— START EXCERPT TO READ —

8

Evaluating Job Aids

There is a tendency to shortchange evaluation when it comes to job aids and ignore its importance. In some cases, the client is in a hurry and doesn’t have the patience to come back and evaluate the results. In other cases, the consultant or designer believes that evaluation is too difficult or—for some soft-skill issues—impossible to measure. Both perspectives are wrong and shortsighted. Evaluation is important for many reasons.

Evaluating Results

For starters, you need to evaluate the job aid to determine the kinds of improvements required, especially if you have a client who resists evaluating. One approach for dealing with clients who push back when you speak of evaluation is instead to talk in terms of “next steps” or “refining the prototype.” Often a client who bristles at the idea of evaluation easily acquiesces to the concept of determining what comes next in the path of continuous improvement. And that is part of what evaluation is all about—determining what progress has been made, how to make it better, and what should happen next. Evaluation is necessary so you can generate a job aid that does what it is supposed to do. Even if the client sees little value in evaluating the job aid, evaluation is something that you need to find a way to make happen.

Basic Rule 16

Take the time to evaluate your job aids. You need to do this to improve the design, demonstrate effectiveness, and show that job aids can be a superior approach to many other options that management might push.

Summative Evaluation

At this point, it’s helpful to do a quick review of terms. In the previous chapter you learned about formative evaluation, which assesses how well designed a solution is. A formative evaluation of a job aid would seek ways to improve the design. In contrast, summative evaluation looks at the impact—especially in terms of performance and organizational results—of a solution. Once you’ve deployed your job aid, you’ll probably want to do some form of summative evaluation to assess how successful the job aid was in reducing performance problems.

— END EXCERPT TO READ —

= WHAT TO WORK ON =
- A) Answer these questions about the passage on evaluating job aids:
(i) What two phrases does the passage suggest using with clients who push back on evaluation?
(ii) What three purposes for evaluating job aids does Basic Rule 16 give?
(iii) What does summative evaluation look at?
- B) Extend the passage on evaluating job aids, picking up right after its final sentence.
The stored items that come next are not needed for this work.

— START INFORMATION GIVEN —

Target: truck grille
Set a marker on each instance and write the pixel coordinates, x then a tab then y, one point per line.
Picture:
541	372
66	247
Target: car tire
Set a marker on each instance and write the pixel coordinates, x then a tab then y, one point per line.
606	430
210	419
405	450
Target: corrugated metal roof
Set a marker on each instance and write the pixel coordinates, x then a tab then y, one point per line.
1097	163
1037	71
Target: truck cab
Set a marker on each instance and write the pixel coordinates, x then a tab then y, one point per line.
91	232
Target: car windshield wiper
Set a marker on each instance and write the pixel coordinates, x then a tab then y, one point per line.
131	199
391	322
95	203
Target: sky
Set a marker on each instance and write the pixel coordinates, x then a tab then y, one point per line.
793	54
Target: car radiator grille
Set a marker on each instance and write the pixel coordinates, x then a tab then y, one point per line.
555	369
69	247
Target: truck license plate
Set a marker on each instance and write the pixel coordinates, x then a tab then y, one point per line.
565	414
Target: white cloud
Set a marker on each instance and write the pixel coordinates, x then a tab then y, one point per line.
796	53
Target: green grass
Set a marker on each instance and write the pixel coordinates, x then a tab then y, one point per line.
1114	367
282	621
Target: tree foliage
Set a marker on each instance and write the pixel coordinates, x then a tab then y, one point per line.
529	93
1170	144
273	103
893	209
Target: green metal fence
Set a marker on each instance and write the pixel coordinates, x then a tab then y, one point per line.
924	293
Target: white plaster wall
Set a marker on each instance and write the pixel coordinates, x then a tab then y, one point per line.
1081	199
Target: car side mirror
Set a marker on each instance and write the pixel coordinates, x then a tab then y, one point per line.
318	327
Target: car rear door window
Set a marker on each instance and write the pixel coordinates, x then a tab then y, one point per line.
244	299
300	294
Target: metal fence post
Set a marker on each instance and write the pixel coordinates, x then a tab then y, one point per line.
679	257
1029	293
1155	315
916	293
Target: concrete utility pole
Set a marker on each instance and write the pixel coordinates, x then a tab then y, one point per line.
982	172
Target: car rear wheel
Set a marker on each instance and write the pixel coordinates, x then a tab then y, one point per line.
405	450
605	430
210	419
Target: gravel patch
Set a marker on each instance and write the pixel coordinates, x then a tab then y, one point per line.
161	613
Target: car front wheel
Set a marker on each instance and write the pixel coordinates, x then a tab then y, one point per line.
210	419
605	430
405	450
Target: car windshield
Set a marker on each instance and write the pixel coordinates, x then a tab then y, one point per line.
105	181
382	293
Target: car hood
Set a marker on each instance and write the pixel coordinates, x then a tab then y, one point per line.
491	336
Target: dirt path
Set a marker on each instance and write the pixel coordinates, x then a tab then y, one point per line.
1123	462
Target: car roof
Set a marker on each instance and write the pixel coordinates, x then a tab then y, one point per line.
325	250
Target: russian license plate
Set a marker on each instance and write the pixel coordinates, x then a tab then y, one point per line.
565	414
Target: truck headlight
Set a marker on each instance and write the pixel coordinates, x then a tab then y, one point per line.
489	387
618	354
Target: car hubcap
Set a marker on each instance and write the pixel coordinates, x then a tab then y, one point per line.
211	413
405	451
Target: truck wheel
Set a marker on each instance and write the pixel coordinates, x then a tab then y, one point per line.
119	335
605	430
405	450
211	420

— END INFORMATION GIVEN —

= SOLVED PROBLEMS =
- A)
(i) "Next steps" and "refining the prototype."
(ii) To improve the design, to demonstrate effectiveness, and to show that job aids can be a superior approach to many other options that management might push.
(iii) The impact of a solution, especially in terms of performance and organizational results.

- B)
You might hear people argue that it’s too difficult or impossible to conduct a summative evaluation that measures the impact of job aids, especially ones dealing with soft skills. That is nonsense! Evaluation of job aids, even ones that are bundled with other solutions or involve soft skills, is very doable. Assessing the job aid’s impact on worker performance goes to the very heart of why the job aid was designed. Why create the job aid if you aren’t interested in determining if worker performance is improved? Assessing the organizational impact is actually very easy in many instances. Furthermore, because job aids typically have high ROIs, it makes sense for you to evaluate the success of your job aid efforts for political purposes.

Noted

Job aids are usually much less expensive than many other initiatives, such as classes, team building, process redesigns, job restructuring, or coaching programs, yet they can often be just as effective. Therefore, job aids are capable of achieving astronomically high ROI ratios. It is worth your time to determine the ROI for some of your job aid projects.

Planning for Evaluation

The first thing to understand about evaluating job aids is that if your job aid initiative started out with a legitimate trigger (such as a front-end analysis, conversion of training content, or training support), then measuring the impact of the job aid is significantly easier. If there is no legitimate trigger and the initiative was started because a job aid “just seemed like a good idea” or “management insisted on it,” then evaluation becomes much more difficult.

The trigger provides a clear target to aim for. This matters because the evaluation process actually starts before any job aid has ever been designed or distributed. Effective evaluation demands that you determine the critical targets that the organization seeks to improve. These targets can be either organizational goals or performance results. In either case, you have something to provide direction and a baseline or goal to measure progress against.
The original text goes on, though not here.